---------- EXERCISE INPUTS ----------
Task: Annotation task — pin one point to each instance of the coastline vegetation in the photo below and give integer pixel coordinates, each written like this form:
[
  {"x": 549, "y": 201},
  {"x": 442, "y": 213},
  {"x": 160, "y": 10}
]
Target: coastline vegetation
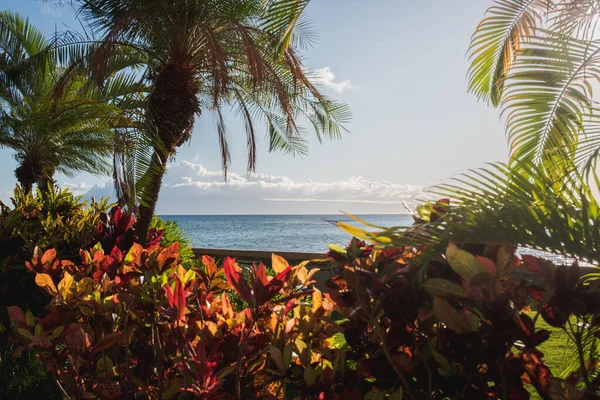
[{"x": 104, "y": 301}]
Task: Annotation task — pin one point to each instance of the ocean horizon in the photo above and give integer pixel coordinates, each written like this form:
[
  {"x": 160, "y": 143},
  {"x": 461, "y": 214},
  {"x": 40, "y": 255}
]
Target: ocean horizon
[{"x": 275, "y": 232}]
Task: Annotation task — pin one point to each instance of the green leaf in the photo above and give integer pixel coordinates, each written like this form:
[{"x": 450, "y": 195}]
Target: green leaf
[
  {"x": 397, "y": 395},
  {"x": 459, "y": 321},
  {"x": 463, "y": 263},
  {"x": 277, "y": 356},
  {"x": 376, "y": 394},
  {"x": 443, "y": 287}
]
----------
WORK TO BE COMPLETED
Each record must be set down again without alteration, and no picture may be carried over.

REPLY TO THE TASK
Task: Annotation task — pin one point to each instance of the coastline vegetation in the photo below and give integer pixel coordinates, each written like this form:
[
  {"x": 549, "y": 201},
  {"x": 442, "y": 213},
  {"x": 160, "y": 10}
]
Target: coastline vegetation
[{"x": 104, "y": 301}]
Task: Annotation task — pin one point to each instance of the ocean horizon in the photo above and give integer pixel coordinates, each written like this form:
[
  {"x": 160, "y": 143},
  {"x": 461, "y": 214},
  {"x": 40, "y": 255}
]
Target: ocean horizon
[{"x": 275, "y": 232}]
Task: Annotation task — pin one point to each instance of the green leaf in the photo above and give integer pixel coordinates, each written like this form:
[{"x": 450, "y": 195}]
Target: green leaf
[
  {"x": 397, "y": 395},
  {"x": 459, "y": 321},
  {"x": 463, "y": 263},
  {"x": 277, "y": 356},
  {"x": 376, "y": 394},
  {"x": 443, "y": 287}
]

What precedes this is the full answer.